Work to be completed ▸
Return all lines of the data in which the string "trace" occurs.

Source data ▸
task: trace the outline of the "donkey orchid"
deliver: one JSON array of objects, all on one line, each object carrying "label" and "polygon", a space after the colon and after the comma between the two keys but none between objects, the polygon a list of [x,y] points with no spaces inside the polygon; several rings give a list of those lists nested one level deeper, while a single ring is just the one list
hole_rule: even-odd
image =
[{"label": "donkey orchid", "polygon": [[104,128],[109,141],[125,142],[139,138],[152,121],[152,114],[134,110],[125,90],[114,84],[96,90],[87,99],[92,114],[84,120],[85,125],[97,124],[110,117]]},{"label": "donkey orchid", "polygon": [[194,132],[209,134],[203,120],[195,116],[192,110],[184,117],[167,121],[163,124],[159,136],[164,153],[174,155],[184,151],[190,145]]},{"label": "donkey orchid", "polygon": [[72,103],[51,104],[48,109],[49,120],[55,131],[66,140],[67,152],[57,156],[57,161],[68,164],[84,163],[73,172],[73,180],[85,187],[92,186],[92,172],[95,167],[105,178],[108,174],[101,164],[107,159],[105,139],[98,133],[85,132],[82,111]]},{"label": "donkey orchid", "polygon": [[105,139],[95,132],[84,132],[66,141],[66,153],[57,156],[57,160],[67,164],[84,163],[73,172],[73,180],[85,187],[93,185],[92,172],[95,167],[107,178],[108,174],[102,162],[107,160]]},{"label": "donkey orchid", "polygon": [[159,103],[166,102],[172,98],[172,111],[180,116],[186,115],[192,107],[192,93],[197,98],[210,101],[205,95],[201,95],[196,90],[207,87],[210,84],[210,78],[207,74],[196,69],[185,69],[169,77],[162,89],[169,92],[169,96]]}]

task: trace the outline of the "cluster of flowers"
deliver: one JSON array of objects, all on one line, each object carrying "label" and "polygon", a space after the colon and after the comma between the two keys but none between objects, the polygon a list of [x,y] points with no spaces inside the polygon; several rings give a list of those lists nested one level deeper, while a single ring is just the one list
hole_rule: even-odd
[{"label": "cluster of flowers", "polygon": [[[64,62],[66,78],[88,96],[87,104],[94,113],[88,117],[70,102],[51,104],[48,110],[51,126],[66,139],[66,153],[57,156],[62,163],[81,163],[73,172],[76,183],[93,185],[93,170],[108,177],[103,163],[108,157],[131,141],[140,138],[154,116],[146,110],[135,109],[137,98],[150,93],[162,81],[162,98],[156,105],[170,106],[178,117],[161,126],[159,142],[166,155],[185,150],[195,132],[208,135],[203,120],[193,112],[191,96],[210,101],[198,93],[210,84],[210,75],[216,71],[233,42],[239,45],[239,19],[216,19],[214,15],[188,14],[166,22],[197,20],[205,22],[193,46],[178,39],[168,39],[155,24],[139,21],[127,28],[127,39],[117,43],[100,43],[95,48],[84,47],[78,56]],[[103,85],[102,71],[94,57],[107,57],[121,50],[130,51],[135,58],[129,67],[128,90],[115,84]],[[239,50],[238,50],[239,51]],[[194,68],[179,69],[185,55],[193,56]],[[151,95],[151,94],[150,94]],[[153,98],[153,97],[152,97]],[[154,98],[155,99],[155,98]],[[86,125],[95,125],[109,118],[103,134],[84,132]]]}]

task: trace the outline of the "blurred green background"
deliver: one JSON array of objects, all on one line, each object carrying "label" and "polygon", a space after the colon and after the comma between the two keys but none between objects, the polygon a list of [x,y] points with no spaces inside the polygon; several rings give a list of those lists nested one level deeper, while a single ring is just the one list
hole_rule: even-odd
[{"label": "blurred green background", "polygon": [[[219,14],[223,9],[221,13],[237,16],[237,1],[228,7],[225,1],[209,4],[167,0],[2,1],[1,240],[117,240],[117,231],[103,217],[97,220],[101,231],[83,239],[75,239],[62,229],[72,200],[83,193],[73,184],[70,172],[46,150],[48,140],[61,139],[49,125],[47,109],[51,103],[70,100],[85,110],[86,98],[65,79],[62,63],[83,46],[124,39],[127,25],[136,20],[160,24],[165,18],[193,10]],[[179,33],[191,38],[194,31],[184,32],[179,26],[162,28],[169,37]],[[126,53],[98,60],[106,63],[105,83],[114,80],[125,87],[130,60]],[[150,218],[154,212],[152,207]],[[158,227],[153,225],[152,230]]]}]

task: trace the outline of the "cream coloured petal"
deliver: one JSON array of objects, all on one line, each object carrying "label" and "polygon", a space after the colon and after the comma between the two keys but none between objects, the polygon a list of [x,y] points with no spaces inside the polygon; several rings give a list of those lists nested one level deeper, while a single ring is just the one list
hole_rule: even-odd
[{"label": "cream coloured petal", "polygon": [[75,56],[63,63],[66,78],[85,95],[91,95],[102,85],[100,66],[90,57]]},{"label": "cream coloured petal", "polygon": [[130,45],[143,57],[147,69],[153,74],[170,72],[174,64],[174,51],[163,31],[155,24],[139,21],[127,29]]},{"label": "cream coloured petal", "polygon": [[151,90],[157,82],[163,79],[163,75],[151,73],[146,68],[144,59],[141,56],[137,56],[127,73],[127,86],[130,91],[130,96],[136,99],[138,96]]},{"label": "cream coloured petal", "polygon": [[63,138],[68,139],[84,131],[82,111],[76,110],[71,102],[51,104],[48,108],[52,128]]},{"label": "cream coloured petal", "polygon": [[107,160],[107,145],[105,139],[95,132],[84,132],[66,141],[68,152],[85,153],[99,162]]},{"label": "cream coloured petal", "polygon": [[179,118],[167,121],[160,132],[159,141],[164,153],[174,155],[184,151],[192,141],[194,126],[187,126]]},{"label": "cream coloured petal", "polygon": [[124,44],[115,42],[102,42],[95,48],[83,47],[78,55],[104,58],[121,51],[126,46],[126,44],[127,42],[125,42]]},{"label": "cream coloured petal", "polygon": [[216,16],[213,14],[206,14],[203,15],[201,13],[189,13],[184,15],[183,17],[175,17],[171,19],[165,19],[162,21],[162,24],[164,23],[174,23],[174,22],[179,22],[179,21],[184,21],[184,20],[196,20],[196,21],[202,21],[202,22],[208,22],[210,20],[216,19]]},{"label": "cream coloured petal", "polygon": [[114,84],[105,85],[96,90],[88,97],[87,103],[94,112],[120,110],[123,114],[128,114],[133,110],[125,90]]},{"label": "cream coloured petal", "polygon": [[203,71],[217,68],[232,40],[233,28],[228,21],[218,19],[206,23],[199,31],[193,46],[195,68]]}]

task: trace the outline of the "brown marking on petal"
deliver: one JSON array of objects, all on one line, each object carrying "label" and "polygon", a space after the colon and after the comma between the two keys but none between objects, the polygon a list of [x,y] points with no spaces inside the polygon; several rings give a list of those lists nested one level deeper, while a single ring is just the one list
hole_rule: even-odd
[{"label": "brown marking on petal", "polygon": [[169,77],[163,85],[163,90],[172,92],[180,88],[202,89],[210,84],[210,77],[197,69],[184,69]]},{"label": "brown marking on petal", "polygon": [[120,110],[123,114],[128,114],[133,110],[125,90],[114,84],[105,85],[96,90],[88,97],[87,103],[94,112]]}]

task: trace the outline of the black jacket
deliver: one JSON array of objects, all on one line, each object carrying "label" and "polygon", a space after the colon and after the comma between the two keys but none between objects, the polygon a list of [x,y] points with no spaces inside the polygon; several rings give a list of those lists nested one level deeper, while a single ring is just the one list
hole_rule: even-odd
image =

Exercise result ▸
task: trace the outline of the "donkey orchid"
task: trace the outline of the "cluster of flowers"
task: trace the outline of the "blurred green background"
task: trace the outline of the "cream coloured petal"
task: trace the outline of the "brown marking on petal"
task: trace the outline of the black jacket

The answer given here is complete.